Written task. Pull out each line of the material below that contains the word "plant", treating uppercase and lowercase letters as different.

□ □ □ □ □

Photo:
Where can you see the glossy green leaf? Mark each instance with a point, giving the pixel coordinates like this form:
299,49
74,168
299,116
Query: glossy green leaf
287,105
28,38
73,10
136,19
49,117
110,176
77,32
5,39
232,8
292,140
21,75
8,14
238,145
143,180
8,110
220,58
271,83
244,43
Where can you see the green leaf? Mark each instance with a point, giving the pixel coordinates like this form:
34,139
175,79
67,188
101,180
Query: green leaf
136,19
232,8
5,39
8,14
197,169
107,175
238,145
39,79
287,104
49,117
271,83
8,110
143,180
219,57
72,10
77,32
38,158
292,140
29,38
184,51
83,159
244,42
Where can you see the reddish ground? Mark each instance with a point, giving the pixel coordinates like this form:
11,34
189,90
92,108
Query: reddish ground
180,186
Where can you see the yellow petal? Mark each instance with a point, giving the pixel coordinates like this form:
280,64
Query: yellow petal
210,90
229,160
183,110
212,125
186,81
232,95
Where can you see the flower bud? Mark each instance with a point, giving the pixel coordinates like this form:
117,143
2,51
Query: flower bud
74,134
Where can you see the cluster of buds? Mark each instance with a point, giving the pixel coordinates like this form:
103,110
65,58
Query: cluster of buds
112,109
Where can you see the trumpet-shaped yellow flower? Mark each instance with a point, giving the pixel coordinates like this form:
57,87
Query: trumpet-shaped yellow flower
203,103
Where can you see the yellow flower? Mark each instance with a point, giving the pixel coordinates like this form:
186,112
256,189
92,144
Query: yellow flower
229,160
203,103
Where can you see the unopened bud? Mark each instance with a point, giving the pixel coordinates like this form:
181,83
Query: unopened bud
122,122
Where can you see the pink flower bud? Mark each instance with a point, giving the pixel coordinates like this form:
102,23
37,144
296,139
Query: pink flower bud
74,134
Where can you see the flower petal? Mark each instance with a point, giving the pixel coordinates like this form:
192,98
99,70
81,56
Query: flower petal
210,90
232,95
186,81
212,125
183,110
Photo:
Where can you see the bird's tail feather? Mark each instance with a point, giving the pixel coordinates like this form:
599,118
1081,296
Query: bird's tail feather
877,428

□ □ □ □ □

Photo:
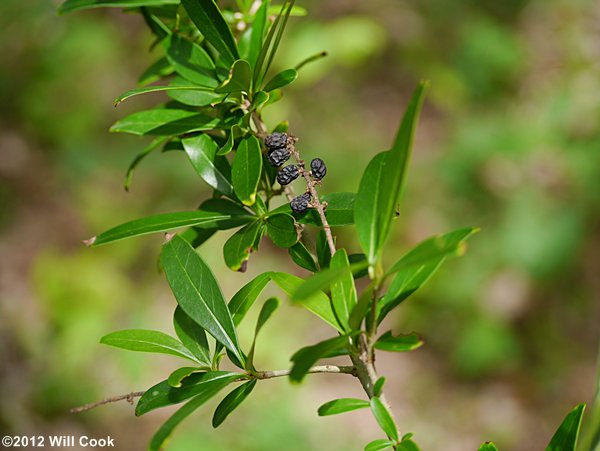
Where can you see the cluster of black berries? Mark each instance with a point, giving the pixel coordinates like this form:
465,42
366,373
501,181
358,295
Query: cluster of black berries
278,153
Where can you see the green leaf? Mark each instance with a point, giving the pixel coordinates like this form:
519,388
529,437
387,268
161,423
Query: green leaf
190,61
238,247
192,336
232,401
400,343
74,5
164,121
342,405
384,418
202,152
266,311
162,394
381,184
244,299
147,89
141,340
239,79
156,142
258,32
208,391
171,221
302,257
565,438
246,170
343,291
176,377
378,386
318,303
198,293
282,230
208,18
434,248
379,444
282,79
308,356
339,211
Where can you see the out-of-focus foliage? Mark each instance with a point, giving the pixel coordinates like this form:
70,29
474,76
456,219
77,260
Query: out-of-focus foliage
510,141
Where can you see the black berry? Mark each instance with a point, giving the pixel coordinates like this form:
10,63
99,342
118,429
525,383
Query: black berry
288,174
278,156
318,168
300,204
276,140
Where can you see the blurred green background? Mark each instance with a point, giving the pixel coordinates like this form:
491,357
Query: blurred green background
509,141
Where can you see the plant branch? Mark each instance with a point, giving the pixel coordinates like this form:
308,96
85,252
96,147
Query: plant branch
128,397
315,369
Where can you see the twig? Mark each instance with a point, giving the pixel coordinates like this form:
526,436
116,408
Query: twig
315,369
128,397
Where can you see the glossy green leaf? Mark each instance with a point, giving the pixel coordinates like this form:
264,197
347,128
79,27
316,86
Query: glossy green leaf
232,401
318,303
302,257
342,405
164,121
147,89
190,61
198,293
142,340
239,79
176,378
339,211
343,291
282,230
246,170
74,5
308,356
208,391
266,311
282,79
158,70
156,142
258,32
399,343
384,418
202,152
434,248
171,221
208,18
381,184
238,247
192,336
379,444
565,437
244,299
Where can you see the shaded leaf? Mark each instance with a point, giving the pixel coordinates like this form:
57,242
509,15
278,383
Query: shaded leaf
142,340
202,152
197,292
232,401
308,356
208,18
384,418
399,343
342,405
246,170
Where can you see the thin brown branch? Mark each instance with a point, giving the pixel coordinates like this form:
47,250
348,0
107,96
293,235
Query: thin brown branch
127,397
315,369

□ □ □ □ □

Task result.
Where can you see the plant branch? Mark each instance with a point, giving the pixel coordinates like this form:
Query: plant branch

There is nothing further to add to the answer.